Document extract below:
Are Companies Turning In House Legal Departments Into Profit Centers?

By Robin Enos on May 19, 2011 | Last updated on March 21, 2019

In-house law staff seem to have discovered a radical notion, hitherto anathema to the in-house defense mindset: you can sue people for money.

And if you file and win "plaintiff recovery actions," you might even pay for all or a big chunk of your law department budget.

In at least one recent quarter, Ford offset their entire legal department budget with plaintiff recoveries, Ford general counsel David G. Leitch told The Wall Street Journal.

Plaintiffs' lawyers can only smile, and nod knowingly. Yes, when you sue someone who owes you money, get a judgment or settlement, and collect it, you can make money.

Plaintiff recovery actions can produce hundreds of millions in added revenue for a company in a single year. Revenue that can turn an in-house legal department into a profit center, reports the Wall Street Journal.

The impetus comes as costs accelerate. Companies are trimming legal spending, asking in-house lawyers to do more with less. Individual lawsuits might not have a big impact. But in the aggregate, they can pay for the legal department, and then some, reports the ABA Journal.
End of Document extract.
Excerpted data below:
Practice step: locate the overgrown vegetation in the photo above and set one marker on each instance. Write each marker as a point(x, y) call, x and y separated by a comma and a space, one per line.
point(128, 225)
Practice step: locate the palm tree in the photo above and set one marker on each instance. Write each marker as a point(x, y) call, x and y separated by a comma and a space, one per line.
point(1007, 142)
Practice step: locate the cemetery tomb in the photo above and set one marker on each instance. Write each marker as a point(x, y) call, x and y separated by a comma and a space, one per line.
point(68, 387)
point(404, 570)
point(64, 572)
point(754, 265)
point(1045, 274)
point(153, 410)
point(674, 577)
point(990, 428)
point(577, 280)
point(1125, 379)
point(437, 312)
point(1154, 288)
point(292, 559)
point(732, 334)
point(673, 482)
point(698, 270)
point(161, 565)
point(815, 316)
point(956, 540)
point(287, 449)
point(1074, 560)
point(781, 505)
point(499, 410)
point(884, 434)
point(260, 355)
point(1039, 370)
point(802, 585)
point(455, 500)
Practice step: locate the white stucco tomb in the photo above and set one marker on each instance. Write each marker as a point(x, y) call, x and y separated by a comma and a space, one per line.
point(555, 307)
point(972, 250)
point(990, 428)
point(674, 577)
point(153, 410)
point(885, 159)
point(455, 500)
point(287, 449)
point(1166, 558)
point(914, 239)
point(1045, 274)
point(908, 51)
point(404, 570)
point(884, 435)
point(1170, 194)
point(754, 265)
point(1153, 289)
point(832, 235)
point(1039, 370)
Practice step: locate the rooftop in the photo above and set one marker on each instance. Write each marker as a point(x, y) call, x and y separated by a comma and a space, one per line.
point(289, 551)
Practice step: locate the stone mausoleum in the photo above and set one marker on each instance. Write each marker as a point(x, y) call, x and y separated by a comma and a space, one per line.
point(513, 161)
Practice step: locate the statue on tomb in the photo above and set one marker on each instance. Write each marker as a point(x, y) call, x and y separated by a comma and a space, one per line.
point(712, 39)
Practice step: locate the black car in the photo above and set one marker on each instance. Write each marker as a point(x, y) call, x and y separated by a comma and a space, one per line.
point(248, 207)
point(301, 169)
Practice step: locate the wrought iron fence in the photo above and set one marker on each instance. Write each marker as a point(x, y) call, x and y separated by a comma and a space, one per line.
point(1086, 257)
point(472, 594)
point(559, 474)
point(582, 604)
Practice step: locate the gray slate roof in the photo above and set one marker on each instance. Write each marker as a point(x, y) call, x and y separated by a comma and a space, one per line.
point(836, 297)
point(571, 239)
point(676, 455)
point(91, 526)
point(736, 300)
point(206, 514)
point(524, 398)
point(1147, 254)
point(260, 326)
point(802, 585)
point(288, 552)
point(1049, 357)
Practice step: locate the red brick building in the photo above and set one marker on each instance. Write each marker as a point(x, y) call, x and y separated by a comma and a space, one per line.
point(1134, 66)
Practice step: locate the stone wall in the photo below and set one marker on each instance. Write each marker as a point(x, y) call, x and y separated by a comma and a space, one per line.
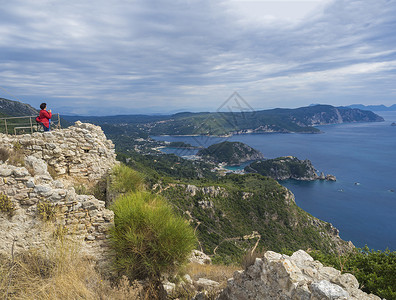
End of Excerpted data.
§ **Exercise instructions**:
[1] In the article on in-house legal departments, list the steps that the sentence beginning "Yes, when you sue" gives as the way to make money.
[2] Using the article on in-house legal departments, decide whether each statement agrees with it. Answer yes or no for each and quote the deciding words.
(a) Ford offset its whole legal department budget with plaintiff recoveries in at least one recent quarter.
(b) Companies are increasing their legal spending.
(c) Individual lawsuits are described as having a big impact on their own.
[3] Extend the article on in-house legal departments with a few more sentences, starting after its last sentence.

§ **Answers by item number**:
[1]
- sue someone who owes you money
- get a judgment or settlement
- collect it

[2]
(a) Yes: "In at least one recent quarter, Ford offset their entire legal department budget with plaintiff recoveries"
(b) No: "Companies are trimming legal spending"
(c) No: "Individual lawsuits might not have a big impact."

[3]
Practice areas where in-house firms are enhancing revenue include intellectual property, especially patent litigation. Antitrust suits and environmental/toxic tort litigation can generate revenue also. And evergreens like subrogation and supplier dispute lawsuits will never go away.

"I don't think we start out saying, "Let's go get every dime we can," Leitch told the Journal. Leitch confirmed Ford expanded its "Affirmative Recovery" program in Europe, India and China last year.

Sure you don't go after every dime.

Just call your legal department the King of Torts, corporate America! Plaintiff recovery actions could be a blood transfusion for the corporate law department.